[Source data — start]
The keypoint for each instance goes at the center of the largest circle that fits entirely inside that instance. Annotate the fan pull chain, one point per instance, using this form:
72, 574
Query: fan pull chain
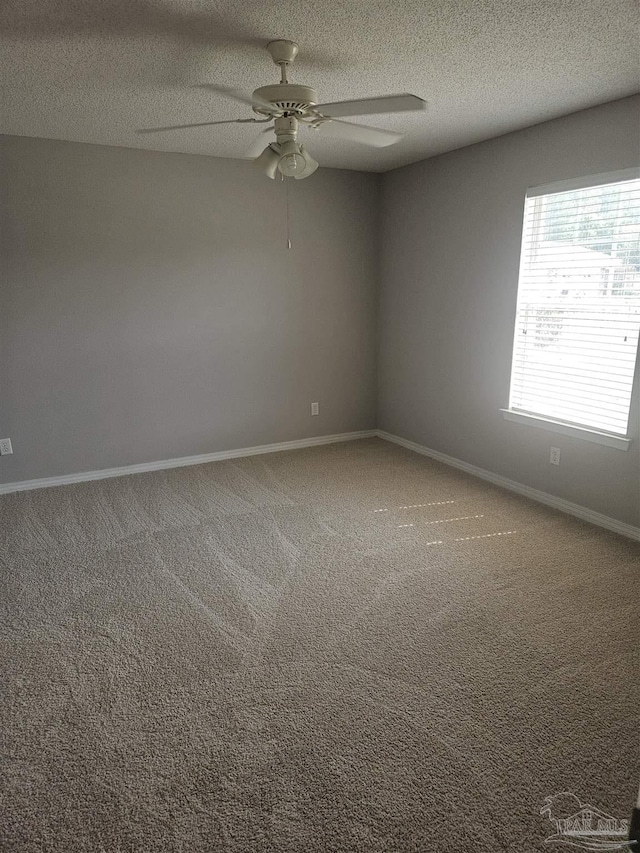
286, 180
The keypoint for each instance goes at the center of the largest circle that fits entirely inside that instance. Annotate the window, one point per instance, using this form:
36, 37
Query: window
578, 308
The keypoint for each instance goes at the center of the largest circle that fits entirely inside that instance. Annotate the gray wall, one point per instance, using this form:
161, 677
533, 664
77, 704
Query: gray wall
150, 309
451, 235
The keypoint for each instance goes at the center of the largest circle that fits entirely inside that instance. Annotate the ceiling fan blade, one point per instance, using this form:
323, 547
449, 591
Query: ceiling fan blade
197, 124
374, 136
371, 106
235, 95
258, 145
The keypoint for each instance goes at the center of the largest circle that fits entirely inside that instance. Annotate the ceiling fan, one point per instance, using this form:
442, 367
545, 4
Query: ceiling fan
289, 106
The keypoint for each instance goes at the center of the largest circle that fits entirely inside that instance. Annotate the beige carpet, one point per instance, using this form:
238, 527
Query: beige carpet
346, 648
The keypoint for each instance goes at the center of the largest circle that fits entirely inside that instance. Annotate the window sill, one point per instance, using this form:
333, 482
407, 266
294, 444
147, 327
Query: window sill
586, 434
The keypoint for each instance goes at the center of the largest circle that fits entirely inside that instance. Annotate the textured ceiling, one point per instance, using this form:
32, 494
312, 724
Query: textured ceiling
95, 70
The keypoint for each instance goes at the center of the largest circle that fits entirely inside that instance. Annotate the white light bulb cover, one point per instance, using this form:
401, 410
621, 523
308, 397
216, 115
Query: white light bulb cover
292, 162
269, 159
310, 165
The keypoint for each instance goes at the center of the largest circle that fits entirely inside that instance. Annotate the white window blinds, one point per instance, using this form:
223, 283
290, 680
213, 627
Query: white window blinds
578, 308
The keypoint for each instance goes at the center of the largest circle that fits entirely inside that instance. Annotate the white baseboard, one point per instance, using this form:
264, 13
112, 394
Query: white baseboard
181, 462
520, 489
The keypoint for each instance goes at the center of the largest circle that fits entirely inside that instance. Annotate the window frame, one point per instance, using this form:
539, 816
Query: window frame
539, 421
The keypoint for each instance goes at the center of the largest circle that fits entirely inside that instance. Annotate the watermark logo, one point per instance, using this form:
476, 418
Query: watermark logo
586, 827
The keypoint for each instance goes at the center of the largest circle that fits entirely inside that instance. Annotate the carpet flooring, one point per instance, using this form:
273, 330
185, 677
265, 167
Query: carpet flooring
344, 648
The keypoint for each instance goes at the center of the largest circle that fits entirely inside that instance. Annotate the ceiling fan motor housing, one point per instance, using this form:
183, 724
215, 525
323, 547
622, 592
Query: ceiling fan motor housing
287, 97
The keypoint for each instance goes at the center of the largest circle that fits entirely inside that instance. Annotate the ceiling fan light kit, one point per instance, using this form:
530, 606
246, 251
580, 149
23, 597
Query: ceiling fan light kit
290, 106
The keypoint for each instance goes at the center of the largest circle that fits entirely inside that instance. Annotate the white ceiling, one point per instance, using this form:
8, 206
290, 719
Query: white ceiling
95, 70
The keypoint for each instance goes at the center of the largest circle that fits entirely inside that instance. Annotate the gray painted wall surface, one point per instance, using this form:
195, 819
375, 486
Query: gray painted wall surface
451, 231
149, 307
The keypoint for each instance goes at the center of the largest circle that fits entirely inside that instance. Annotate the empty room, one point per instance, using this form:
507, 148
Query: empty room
319, 426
[Source data — finish]
**Directions:** Give every line of the data above again as it stands; the pictures stay out.

**Task response:**
The keypoint for each instance goes at the center of the largest circle that fits entirely inside that instance. Annotate the fan pull chain, one point per instance, using this form:
72, 574
Query: fan pull chain
286, 180
The keypoint for each instance goes at the center of the largest circle that fits entirely inside that instance. Annotate the window, one point per instance, using this form:
36, 37
Query: window
578, 308
The keypoint for each instance goes at the center of the largest circle that fits entirely inside that instance. Annotate the gray wall, one point per instance, using this form:
161, 677
533, 664
77, 704
Query: gray wall
150, 309
451, 235
The keypoint for each instance goes at the center of the largest circle that fits entirely inside that instance. Annotate the ceiling fan blade, one point per instance, using this form:
323, 547
449, 591
Query: ceiling fan blade
197, 124
374, 136
371, 106
235, 95
258, 145
The keypoint for each instance goes at the center of the largest circle that fits entirely inside that instance. Annotate the ceiling fan, one point per instance, using this form:
442, 367
545, 4
Query: ceiling fan
289, 106
The keypoint for each instance goes at the center of the largest circle that fits entirely inside that instance. Annotate the beige carpet, one point per instance, using this form:
238, 527
Query: beige carpet
346, 648
The keypoint for each instance goes at the center of the largest circle that fits entirely inside that instance. Annotate the window sill, one point per instance, using this form:
333, 482
407, 266
294, 444
147, 327
Query: window sill
586, 434
The keypoint for each instance goes at the center of the largest circle that fits entirely inside that instance. Annotate the textured ceiling, one point per instance, using this form:
32, 494
312, 724
Query: textured ceiling
95, 70
The keypoint for each instance goes at the center of the largest circle that fits entirely inside that instance. Annotate the white light bulb cover, one point per instance, using this form:
401, 410
621, 523
308, 397
216, 115
Query: white light bulb cover
292, 162
269, 159
310, 165
The keypoint for each instance goes at the center of the largest circle that fits entirely inside that instance. Annotate the white window blinds, one point per instance, using this form:
223, 283
290, 680
213, 627
Query: white window blinds
578, 308
The keypoint for each instance goes at the center of the largest circle that fits entirely inside that instance. Annotate the white baseboard, one point per instance, using this form:
264, 13
112, 394
Query: white baseboard
181, 462
520, 489
The keypoint for each instance goes at the center of the largest circle that fits entirely inside that instance. Annotate the window frame, one point per instance, using this form:
539, 816
Query: window frame
539, 421
The keypoint for each instance goes at the center of the largest circle that fits entirely inside that instance. Annotate the watermark logo, one point per instance, using this form:
476, 418
Query: watermark logo
586, 827
The keypoint for each instance goes at the center of the largest circle that fits entirely inside that instance. Annotate the carpet flooring, one point per instance, using this form:
273, 330
185, 677
265, 167
Query: carpet flooring
344, 648
The keypoint for each instance goes at the center of the largest circle that fits entirely inside that instance. Annotate the ceiling fan motor housing, one point per instance, using this form:
183, 724
215, 525
323, 547
622, 592
Query: ceiling fan motor housing
287, 97
The keypoint for each instance goes at the center of the largest circle that fits entirely inside that instance. Annotate the ceiling fan light kit, one point per instance, using this form:
530, 606
246, 251
580, 149
23, 597
Query: ceiling fan light kit
290, 106
The keypoint for each instance goes at the center of the largest circle that fits entirely inside that instance. Annotate the white ceiling, one point per instance, using this form:
8, 206
290, 719
Query: white ceiling
95, 70
The keypoint for each instance goes at the center of the largest circle that fits entirely inside that instance. Annotate the gray painted wall surface, one point per instance, using this form:
195, 819
375, 486
Query: gray painted wall surface
451, 231
149, 307
The keypoint for each instance goes at the center of the largest circle that fits entirely inside that instance. Annotate the empty room, one point per instance, using this form:
507, 148
Query: empty room
319, 426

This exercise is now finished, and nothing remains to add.